§ Work to do
Set down, without alteration, the lines from the one that contains "the side mirror, each" through the final line of the material below.

§ Input
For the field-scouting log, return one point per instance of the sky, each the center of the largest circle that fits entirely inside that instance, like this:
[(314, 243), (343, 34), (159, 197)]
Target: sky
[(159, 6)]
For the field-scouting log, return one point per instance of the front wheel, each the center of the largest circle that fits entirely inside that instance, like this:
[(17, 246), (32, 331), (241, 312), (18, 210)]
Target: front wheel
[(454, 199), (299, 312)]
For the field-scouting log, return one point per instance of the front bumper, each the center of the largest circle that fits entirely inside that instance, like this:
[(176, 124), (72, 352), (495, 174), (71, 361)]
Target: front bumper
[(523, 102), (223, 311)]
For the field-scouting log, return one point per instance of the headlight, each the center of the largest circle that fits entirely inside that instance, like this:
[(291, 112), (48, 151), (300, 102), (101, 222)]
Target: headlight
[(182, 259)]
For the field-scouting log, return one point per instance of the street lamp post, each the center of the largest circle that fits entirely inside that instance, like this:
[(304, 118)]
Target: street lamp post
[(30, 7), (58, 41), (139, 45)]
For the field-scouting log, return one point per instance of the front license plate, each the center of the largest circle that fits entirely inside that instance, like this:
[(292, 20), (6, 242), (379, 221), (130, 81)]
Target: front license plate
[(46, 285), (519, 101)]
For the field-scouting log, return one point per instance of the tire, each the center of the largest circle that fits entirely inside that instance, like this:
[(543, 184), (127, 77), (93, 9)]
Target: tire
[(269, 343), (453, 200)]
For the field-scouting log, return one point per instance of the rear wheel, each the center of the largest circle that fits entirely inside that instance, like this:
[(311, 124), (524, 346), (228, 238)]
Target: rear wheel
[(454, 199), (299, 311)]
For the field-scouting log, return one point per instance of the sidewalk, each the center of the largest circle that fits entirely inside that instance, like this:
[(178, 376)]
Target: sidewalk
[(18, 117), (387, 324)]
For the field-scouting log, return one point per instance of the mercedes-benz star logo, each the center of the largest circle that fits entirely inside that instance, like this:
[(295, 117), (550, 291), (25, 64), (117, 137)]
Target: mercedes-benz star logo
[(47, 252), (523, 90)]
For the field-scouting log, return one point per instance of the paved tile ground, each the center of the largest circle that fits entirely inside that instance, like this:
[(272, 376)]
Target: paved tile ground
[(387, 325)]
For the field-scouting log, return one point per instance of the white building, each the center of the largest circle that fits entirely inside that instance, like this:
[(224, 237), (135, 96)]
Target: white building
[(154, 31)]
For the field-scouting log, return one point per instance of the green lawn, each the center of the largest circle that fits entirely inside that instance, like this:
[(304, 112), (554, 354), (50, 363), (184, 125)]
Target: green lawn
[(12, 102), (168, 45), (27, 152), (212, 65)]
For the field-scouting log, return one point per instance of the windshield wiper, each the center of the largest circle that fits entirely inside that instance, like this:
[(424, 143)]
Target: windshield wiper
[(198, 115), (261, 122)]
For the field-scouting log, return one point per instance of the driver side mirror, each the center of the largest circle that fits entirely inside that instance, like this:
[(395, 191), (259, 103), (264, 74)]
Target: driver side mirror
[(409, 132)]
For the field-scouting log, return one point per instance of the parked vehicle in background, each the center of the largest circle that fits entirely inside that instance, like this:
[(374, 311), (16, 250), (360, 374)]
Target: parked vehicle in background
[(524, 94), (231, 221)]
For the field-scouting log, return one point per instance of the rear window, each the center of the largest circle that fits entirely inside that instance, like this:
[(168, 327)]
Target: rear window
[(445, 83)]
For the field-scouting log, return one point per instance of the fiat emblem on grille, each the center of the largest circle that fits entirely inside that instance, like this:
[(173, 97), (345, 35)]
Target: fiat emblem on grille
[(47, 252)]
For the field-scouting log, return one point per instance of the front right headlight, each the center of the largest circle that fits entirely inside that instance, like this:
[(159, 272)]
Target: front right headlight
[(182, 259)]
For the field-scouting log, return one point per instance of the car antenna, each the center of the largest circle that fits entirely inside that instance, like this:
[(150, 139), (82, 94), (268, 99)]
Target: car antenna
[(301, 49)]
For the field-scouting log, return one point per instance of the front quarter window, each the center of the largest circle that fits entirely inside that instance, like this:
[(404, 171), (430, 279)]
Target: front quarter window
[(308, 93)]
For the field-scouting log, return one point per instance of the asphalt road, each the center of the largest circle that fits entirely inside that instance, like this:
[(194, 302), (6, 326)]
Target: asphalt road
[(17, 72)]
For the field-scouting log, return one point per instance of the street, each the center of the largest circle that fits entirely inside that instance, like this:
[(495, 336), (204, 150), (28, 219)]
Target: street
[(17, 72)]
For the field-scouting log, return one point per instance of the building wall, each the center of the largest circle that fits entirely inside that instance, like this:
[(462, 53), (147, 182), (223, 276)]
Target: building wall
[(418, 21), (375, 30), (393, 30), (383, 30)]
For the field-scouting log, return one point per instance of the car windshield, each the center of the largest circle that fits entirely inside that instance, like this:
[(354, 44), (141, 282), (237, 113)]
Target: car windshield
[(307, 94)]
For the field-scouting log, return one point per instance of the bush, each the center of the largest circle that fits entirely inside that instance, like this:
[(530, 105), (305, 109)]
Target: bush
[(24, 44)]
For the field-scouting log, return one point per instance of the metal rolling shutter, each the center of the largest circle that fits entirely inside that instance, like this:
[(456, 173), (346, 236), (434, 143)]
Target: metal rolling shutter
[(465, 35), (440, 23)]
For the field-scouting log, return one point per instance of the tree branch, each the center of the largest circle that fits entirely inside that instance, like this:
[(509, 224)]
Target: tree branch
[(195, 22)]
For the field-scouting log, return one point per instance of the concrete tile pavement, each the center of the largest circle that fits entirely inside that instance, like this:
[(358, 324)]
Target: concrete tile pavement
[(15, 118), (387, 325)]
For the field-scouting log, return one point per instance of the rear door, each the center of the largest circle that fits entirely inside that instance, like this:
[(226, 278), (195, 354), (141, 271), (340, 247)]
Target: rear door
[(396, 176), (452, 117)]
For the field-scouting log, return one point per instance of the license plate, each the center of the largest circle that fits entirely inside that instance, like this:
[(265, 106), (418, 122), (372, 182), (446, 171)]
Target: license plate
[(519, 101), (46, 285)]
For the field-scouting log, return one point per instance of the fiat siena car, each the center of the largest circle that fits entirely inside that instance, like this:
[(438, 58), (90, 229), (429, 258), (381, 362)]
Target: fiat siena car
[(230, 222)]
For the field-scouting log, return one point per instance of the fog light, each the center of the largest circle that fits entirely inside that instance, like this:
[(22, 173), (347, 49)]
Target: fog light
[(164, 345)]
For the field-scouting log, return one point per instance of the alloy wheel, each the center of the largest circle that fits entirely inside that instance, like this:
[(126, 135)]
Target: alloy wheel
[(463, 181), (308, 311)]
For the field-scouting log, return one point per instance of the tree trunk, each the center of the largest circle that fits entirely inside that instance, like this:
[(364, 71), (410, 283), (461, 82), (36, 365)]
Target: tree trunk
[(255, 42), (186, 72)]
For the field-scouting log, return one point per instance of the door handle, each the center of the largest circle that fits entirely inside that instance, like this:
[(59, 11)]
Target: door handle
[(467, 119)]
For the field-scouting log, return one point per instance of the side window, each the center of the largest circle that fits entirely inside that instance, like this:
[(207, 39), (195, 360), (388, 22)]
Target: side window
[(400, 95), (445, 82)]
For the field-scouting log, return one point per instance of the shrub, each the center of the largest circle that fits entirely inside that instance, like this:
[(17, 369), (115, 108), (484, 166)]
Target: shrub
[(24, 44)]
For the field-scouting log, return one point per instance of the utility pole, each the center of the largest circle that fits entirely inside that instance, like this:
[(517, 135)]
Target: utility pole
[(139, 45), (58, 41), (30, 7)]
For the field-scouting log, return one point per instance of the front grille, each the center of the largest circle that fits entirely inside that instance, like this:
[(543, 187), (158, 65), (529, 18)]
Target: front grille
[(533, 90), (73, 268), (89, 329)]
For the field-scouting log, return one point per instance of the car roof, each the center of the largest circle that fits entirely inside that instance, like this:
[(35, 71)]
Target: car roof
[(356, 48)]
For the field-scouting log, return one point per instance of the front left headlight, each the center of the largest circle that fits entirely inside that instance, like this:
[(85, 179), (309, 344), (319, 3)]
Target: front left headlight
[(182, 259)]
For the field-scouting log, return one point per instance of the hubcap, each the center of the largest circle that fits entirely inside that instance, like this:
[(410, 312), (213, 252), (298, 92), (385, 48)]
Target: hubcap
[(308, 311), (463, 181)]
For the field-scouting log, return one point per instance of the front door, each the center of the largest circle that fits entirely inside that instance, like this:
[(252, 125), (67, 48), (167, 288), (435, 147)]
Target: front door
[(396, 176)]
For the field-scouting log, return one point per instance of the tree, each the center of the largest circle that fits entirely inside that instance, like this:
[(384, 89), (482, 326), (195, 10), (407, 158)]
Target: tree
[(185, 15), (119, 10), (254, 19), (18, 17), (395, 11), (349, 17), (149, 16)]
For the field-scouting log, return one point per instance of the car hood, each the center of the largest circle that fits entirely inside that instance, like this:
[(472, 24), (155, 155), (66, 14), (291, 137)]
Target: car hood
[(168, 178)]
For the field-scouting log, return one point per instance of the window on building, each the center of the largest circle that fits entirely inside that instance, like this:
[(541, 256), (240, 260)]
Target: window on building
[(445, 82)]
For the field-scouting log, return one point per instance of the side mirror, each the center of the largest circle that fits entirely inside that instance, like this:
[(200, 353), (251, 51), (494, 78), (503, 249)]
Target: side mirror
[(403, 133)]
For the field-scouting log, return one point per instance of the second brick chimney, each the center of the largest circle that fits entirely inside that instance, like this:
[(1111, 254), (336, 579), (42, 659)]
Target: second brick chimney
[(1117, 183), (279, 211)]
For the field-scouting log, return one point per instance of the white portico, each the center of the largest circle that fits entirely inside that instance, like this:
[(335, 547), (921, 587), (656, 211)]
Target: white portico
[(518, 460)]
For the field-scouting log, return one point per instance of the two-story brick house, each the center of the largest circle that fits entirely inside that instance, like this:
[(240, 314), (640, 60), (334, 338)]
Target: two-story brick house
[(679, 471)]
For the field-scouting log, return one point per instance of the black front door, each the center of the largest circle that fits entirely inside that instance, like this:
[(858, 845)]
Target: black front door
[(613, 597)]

§ Response
For the field-scouting log, return one point per instance of the side mirror, each the center of the largest circle that fits entirely inside that instance, like this:
[(200, 353), (251, 51), (494, 78), (503, 249)]
Target: side mirror
[(403, 133)]
For the field-scouting log, return one point per instance of the second brick chimney, each the center of the largest circle that fits entirely inside that instance, like this:
[(1111, 254), (336, 579), (42, 659)]
Target: second brick chimney
[(1117, 183), (279, 211)]
For the field-scouting log, return one point per instance of the white portico, each the center of the largest circle that fits entirely inside that instance, like this:
[(335, 547), (921, 587), (656, 211)]
Target: white portico
[(518, 460)]
For the field-scouting log, return one point per instance of the two-story brick house, each the center of the largest circle that fits entirely inside that instance, like this:
[(240, 314), (640, 60), (334, 338)]
Target: two-story brick house
[(679, 471)]
For the field-scouting log, return one point per instance of the black front door, each the center of the largest circle that fits entirely inside that instance, like this:
[(858, 845)]
Target: black front door
[(613, 597)]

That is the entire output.